• _DATA FOR PROCESSING_:

════════

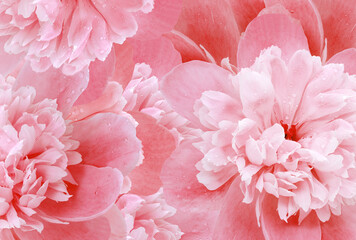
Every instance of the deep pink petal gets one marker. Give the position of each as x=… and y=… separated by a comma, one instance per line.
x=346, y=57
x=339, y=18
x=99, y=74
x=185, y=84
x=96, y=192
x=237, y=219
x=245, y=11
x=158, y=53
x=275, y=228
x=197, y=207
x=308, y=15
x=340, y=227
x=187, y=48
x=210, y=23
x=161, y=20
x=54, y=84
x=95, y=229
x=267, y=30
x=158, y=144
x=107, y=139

════════

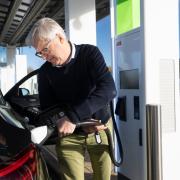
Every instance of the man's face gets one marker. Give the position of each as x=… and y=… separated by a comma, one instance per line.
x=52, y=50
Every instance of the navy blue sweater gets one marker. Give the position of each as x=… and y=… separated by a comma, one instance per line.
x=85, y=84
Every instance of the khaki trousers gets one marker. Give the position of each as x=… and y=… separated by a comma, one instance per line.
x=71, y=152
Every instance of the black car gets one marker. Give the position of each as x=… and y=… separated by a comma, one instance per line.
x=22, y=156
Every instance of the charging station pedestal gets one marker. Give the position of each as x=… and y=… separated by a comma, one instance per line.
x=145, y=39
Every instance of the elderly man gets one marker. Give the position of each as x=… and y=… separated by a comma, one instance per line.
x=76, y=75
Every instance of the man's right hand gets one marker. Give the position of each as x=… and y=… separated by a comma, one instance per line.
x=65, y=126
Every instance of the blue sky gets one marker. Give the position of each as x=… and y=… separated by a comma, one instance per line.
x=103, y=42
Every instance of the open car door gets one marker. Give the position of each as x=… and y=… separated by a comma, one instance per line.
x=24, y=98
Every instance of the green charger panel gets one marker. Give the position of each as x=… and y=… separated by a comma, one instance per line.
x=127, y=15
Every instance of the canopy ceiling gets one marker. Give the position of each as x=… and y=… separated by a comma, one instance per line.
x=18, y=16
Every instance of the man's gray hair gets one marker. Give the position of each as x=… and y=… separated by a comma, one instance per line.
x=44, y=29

════════

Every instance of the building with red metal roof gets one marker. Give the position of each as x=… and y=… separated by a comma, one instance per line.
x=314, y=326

════════

• _JOB_:
Render everything from the line containing "Every instance of the deep" down to the line containing "x=107, y=139" as a two-column CSV with the headers text and answer, one row per listing. Put each field in quotes and turn line breaks into spaces.

• _PROBLEM SOLUTION_:
text,answer
"Every instance of the deep pink petal gets one marker. Give the position of each as x=… and y=… separated by a comma, one instance per line.","x=346, y=57 x=339, y=18 x=99, y=74 x=185, y=84 x=96, y=192 x=237, y=219 x=245, y=11 x=158, y=53 x=275, y=228 x=197, y=207 x=308, y=15 x=340, y=227 x=187, y=48 x=210, y=23 x=161, y=20 x=54, y=84 x=95, y=229 x=267, y=30 x=158, y=144 x=107, y=139"